__What the exercise asks__
Your task is to output the data exactly as it stands.

# start of Given data

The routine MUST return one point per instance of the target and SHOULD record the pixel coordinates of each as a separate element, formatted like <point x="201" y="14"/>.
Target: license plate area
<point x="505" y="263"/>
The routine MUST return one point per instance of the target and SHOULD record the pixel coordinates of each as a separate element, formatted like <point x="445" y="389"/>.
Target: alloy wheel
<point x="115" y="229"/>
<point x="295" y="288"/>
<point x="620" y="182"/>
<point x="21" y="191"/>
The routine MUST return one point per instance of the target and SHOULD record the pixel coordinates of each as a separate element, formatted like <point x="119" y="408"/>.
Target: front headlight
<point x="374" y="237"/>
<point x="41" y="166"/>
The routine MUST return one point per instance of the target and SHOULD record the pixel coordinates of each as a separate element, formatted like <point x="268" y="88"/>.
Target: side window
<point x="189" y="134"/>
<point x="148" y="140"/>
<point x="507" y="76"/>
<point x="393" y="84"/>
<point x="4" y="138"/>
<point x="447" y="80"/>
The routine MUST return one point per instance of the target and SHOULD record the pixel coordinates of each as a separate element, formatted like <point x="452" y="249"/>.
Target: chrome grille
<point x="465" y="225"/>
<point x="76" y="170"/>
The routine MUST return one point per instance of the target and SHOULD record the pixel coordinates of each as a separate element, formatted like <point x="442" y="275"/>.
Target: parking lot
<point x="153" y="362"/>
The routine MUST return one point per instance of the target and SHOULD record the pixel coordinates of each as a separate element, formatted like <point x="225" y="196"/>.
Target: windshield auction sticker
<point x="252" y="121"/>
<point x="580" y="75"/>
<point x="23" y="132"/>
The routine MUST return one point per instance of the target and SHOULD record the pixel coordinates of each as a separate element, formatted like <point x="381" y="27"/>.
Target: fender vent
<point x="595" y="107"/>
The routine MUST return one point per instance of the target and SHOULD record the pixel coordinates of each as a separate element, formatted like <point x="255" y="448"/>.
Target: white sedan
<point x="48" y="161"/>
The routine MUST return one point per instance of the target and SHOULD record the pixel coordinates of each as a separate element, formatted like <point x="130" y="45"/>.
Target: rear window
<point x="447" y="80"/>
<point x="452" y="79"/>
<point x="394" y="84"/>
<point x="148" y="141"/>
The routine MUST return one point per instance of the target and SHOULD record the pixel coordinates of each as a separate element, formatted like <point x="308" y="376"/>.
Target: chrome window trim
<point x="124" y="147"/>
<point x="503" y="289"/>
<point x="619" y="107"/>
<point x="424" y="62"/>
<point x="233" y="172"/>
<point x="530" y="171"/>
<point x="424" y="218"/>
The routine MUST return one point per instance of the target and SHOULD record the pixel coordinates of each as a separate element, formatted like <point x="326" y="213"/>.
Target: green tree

# end of Given data

__Task output__
The routine MUST return one point per instance of the target and SHOULD record the pixel coordinates of each as a separate element, formatted like <point x="201" y="14"/>.
Target: license plate area
<point x="505" y="263"/>
The routine MUST return one point per instance of the target and SHOULD record the pixel coordinates of each as a separate element, formatted like <point x="445" y="389"/>.
Target: alloy wheel
<point x="115" y="229"/>
<point x="295" y="288"/>
<point x="620" y="182"/>
<point x="21" y="191"/>
The routine MUST return one point per instance of the target and SHOULD record the pixel coordinates of each as a separate element, formatted like <point x="119" y="408"/>.
Target: front headlight
<point x="374" y="237"/>
<point x="41" y="166"/>
The routine MUST return one point per instance of the target and SHOULD record the pixel coordinates of each as a separate element, formatted like <point x="268" y="88"/>.
Target: side window
<point x="189" y="134"/>
<point x="148" y="140"/>
<point x="507" y="76"/>
<point x="393" y="84"/>
<point x="4" y="138"/>
<point x="447" y="80"/>
The routine MUST return one point per instance of the target and SHOULD record the pixel coordinates of each as a separate element, formatted like <point x="452" y="249"/>.
Target: chrome grille
<point x="465" y="225"/>
<point x="76" y="170"/>
The routine MUST return one point per instance of the target and SHOULD record the pixel coordinates of each as a separate element, formatted like <point x="442" y="275"/>.
Target: parking lot
<point x="153" y="362"/>
The routine MUST return one point per instance of the target and SHOULD record the pixel coordinates of each as a separate element, formatted like <point x="225" y="196"/>.
Target: windshield auction sticker
<point x="252" y="121"/>
<point x="580" y="75"/>
<point x="23" y="132"/>
The routine MUST return one point per instance of the target and SHOULD record the pixel coordinates of each as a separate element, formatted like <point x="381" y="27"/>.
Target: fender vent
<point x="595" y="107"/>
The routine MUST return one point per instance of the target and SHOULD record the pixel coordinates of each as a separate element, formatted like <point x="255" y="448"/>.
Target: white sedan
<point x="48" y="161"/>
The routine MUST return one point per instance of the target and SHOULD record the pixel coordinates of each as a separate element, formatted like <point x="130" y="45"/>.
Target: rear window
<point x="447" y="80"/>
<point x="452" y="79"/>
<point x="394" y="84"/>
<point x="148" y="141"/>
The routine MUST return one point per instance of the target and SHOULD record the pixel coordinates of each as a separate element, formatted like <point x="308" y="376"/>.
Target: chrome window trim
<point x="124" y="147"/>
<point x="503" y="289"/>
<point x="619" y="107"/>
<point x="424" y="62"/>
<point x="233" y="172"/>
<point x="530" y="171"/>
<point x="424" y="218"/>
The routine MUST return one point per instance of the target and SHOULD record the pixel coordinates of each as a separate element, formatted like <point x="326" y="213"/>.
Target: green tree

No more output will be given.